それにゲイだからって、男女同室とかおかしいでしょ。
そんな学生生活の中で、中で段々と滲み出る肉への欲求。
そして遂にカニバに目覚めた瞬間。その描い方は音楽も相まって凄まじいシーンでした。
一度始まった衝動は止まる事なく、ルームメイトさえも食の対象に見てしまう。
そんなルームメイトとの初体験は完全に食事の様相。
エキセントリックな姉がすごいけど、何だかんだ一番の理解者であったようにも見えました。喧嘩も絶えないけどすぐ仲直りする、二人の距離感が良いんですよね。
が、それもまた目覚めの一環で、姉が示した現実が衝撃的。
それは受け継がれていた、強烈な幕引きでした。

ただ家族や姉妹愛、そして少女の成長物語がしっかりと詰まっていた作品でもあったと思います。
特に姉のアレックスは欲望に負けてしまったのではなく、その身をもって妹ジュスティーヌに成長を促しているように見えました。
自身の指を食べられ「目覚めてしまったのか」と流す涙。
どうしても衝動を抑えられない時は、事故を起こす事で得る捕食の仕方。冒頭の映像と繋がるのもうまいですね。
自分をしっかりと維持しないと、獣そのものの姿になってしまう事を教えた映像。
そして最後は、衝動をコントロールできないと悲しい事になると身をもって教えていたようでした。
実際アレックスが殺した事にしたのかも知れません。
そして娘に託す父の言葉。
決してカニバリズムに取り憑かれた少女というだけで無い、実に面白い作品でした。

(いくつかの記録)
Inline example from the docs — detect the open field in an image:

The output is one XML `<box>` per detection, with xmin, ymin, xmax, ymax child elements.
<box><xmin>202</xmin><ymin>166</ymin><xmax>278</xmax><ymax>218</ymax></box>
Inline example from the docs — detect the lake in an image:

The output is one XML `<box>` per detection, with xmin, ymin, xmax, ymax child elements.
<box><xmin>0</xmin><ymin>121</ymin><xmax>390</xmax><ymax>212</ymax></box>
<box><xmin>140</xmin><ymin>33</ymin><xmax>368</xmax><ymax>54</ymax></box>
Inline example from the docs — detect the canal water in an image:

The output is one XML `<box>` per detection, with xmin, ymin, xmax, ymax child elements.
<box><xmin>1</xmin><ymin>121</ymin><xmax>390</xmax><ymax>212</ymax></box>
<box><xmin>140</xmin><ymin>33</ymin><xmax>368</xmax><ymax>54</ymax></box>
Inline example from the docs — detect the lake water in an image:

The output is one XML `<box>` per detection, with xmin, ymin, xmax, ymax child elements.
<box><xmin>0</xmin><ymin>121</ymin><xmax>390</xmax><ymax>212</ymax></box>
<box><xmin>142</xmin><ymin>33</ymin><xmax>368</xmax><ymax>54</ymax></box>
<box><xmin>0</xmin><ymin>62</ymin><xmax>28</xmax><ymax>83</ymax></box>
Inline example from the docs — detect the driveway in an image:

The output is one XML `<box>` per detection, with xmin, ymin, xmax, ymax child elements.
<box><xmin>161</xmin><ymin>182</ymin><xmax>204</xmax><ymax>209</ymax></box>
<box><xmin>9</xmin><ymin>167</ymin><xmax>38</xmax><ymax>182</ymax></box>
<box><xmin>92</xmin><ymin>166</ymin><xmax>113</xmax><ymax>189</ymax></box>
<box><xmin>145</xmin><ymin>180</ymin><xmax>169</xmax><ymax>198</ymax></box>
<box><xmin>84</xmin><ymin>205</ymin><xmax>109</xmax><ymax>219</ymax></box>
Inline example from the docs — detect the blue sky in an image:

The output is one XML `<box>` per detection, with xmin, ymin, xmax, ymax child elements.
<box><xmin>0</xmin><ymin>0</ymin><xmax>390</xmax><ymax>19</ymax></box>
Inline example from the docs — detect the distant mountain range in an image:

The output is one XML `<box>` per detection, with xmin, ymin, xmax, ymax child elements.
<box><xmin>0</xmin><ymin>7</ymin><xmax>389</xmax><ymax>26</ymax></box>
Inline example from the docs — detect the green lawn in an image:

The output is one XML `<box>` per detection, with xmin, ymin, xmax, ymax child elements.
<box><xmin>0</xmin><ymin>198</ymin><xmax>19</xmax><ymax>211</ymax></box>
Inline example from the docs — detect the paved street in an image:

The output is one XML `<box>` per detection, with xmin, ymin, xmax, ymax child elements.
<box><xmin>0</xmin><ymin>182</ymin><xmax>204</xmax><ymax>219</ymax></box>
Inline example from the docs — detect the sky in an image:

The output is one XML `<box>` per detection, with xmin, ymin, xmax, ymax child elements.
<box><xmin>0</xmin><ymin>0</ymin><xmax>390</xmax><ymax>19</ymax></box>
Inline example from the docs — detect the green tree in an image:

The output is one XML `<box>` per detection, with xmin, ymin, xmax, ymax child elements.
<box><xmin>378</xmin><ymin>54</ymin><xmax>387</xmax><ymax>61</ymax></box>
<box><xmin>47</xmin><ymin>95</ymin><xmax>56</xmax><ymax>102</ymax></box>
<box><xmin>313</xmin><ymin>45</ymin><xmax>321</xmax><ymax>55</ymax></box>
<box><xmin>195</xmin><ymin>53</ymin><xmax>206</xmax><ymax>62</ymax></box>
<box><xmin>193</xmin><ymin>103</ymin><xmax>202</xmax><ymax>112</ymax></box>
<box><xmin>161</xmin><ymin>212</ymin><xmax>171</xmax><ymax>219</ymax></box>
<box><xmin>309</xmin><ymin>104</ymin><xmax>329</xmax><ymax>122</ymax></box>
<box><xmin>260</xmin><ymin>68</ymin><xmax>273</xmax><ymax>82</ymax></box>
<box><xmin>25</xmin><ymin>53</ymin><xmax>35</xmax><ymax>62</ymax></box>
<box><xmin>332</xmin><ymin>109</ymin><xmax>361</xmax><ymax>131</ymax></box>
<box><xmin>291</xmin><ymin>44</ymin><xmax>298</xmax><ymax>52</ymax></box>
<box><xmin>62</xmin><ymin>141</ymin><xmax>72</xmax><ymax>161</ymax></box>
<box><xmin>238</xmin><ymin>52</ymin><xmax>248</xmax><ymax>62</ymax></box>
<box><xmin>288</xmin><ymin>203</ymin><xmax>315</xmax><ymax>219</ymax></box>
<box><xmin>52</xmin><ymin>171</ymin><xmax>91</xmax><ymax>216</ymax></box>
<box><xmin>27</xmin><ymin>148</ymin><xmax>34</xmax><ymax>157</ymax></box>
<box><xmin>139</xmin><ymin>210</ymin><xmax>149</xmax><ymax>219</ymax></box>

練習問題
(1) 次の (a)〜(c) がそれぞれ本文の内容と合っているかどうかを答え、判断の根拠となる本文の語句をそのまま引用してください。
(a) 姉のアレックスは、妹ジュスティーヌに成長を促しているように見えた。
(b) 姉妹は喧嘩をすると、なかなか仲直りしない。
(c) 筆者はこの作品を面白くないと評価している。
(2) 記録の中から、語「water」を含む行をすべて集めてください。

解答例
(1)
(a) はい:「その身をもって妹ジュスティーヌに成長を促しているように見えました」
(b) いいえ:「喧嘩も絶えないけどすぐ仲直りする」
(c) いいえ:「実に面白い作品でした」

(2)
Inline example from the docs — detect the canal water in an image:
Inline example from the docs — detect the lake water in an image:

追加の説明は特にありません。